━━━ Estratto del testo
Schede CTS

Il turbocapitalismo USA in ritardo di 130 anni

Il documento dei 181 Ceo della “Business Roundtable”

Il turbocapitalismo USA in ritardo di 130 anni

Ha fatto clamore in Italia e nel mondo la pubblicazione del documento “Lo scopo dell'impresa” della Business Roundtable degli Stati Uniti d'America. Una tavola rotonda di 181 uomini d'affari e non come quella più nota e nobile di cavalieri senza macchia e senza paura al servizio del Re e della Chiesa. Questa Assise americana da lavoro a 15 milioni di addetti, fattura complessivamente 7 triliardi di dollari, vede al suo vertice Jamie Dimon della JP Morgan Chase e trai suoi firmatari AT&T, Amazon, General Motors, il fondo Black Rock, Apple, Pepsi, Walmart, Bank of America ecc. ecc.

Quando si è avuta conoscenza di questo documento da noi, qualche amico, tra questi anche alcuni autorevoli esponenti del mondo cattolico, con entusiasmo mi ha chiesto di non trascurarlo per la sua “portata epocale” e di farne oggetto di commento, studio e riflessione con il Comitato Scientifico dell'UCID che presiedo.

A questi amici devo chiedere pubblicamente scusa per aver risposto molto freddamente e con malcelato disinteresse, perché mi era apparso immediatamente che i manager statunitensi erano arrivati tardi ed in maniera approssimativa sui temi dei rapporti etica-impresa ed impresa e territorio e comunità.

E vediamo perché.

Per la prima volta nella vita di questa associazione, i 181 firmatari affermano che accanto al profitto a favore degli azionisti, occorre perseguire anche gli interessi di altri stakeholder (dipendenti, fornitori, consumatori, comunità locale).
━━━━━━
━━━ Contenuto dei dati
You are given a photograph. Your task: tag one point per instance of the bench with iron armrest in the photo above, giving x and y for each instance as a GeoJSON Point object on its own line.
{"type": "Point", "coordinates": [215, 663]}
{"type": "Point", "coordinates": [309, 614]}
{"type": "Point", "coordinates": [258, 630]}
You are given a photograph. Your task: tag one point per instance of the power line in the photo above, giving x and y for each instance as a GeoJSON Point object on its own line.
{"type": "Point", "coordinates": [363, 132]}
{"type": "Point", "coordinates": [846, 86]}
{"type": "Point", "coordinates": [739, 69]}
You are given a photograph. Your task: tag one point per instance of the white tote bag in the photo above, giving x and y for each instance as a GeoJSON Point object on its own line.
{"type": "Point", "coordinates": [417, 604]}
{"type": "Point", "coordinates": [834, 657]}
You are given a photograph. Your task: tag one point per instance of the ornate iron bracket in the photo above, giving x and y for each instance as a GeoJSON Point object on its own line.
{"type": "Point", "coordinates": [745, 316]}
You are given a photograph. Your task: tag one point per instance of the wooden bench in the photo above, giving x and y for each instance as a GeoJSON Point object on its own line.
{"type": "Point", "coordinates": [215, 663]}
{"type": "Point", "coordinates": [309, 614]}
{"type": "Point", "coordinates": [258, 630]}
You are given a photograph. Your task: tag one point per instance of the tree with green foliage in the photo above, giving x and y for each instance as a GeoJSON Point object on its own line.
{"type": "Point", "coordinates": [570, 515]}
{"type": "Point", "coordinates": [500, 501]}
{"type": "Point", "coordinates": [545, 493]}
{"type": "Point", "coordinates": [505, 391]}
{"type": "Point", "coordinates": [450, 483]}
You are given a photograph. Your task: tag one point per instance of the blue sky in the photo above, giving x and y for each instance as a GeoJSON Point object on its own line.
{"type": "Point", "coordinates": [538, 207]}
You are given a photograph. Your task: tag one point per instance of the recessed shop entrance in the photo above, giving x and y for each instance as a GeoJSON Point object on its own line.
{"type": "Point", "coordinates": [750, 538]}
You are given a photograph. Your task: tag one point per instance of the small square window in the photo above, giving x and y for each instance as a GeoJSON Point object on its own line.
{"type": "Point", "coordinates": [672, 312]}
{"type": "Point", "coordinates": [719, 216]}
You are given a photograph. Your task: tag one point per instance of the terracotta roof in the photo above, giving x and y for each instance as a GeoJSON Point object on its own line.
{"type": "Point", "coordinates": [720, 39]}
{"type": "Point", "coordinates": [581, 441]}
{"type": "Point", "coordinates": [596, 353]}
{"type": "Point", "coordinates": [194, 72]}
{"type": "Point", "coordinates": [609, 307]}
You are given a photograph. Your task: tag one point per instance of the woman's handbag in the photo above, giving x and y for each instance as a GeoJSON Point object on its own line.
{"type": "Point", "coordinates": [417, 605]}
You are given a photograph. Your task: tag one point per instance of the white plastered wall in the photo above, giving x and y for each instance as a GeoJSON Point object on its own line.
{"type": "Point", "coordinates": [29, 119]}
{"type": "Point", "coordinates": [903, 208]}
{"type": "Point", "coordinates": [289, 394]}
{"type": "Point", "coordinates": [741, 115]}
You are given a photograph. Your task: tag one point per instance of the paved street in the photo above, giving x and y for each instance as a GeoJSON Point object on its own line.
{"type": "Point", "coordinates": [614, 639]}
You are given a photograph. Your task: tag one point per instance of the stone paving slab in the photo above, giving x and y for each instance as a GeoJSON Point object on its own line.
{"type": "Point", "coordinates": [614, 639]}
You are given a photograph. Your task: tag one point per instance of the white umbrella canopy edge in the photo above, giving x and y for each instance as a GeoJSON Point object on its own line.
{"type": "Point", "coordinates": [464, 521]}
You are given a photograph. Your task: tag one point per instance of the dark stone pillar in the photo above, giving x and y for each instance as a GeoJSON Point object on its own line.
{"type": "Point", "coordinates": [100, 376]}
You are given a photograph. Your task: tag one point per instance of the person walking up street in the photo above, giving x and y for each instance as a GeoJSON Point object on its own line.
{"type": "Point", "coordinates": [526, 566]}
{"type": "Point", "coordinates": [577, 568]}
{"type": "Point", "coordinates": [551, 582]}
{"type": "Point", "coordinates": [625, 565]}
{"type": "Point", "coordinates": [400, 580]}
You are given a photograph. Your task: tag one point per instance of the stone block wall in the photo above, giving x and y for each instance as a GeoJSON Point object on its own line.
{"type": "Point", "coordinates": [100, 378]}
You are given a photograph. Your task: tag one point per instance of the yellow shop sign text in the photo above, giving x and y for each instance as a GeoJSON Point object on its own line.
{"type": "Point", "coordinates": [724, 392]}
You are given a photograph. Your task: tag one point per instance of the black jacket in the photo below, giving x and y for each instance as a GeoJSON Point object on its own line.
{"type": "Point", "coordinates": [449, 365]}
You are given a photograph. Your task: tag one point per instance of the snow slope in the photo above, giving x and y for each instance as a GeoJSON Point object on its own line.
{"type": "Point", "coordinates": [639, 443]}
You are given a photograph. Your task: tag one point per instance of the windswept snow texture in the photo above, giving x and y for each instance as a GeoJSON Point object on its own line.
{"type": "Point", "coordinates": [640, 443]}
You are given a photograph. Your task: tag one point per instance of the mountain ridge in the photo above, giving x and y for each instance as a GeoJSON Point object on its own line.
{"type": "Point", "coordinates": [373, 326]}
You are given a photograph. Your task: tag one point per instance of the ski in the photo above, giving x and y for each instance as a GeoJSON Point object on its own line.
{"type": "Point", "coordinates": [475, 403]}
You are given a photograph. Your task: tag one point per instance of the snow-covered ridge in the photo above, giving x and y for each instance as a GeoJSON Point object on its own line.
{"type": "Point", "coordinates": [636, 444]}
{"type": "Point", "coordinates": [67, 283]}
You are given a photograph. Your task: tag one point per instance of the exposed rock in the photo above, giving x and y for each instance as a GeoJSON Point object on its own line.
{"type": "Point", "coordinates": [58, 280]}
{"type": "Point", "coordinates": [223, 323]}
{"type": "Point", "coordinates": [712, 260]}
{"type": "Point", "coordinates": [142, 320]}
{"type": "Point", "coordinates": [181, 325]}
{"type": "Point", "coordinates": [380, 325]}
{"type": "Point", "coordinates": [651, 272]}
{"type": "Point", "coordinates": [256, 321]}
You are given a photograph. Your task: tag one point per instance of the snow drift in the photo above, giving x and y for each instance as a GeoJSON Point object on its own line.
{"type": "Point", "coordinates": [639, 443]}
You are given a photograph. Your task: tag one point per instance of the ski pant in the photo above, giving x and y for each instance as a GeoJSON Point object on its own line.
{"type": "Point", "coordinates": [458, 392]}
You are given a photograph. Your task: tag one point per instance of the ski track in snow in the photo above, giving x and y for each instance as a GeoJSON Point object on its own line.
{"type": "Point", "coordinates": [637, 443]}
━━━━━━
Cosa fare —
Trascrivi fedelmente dall'articolo sul documento della Business Roundtable tutto il passo che va da “A questi amici” fino a “E vediamo perché.”. Per rispondere, attieniti soltanto all'articolo.

Risposta all'esercizio —
A questi amici devo chiedere pubblicamente scusa per aver risposto molto freddamente e con malcelato disinteresse, perché mi era apparso immediatamente che i manager statunitensi erano arrivati tardi ed in maniera approssimativa sui temi dei rapporti etica-impresa ed impresa e territorio e comunità.

E vediamo perché.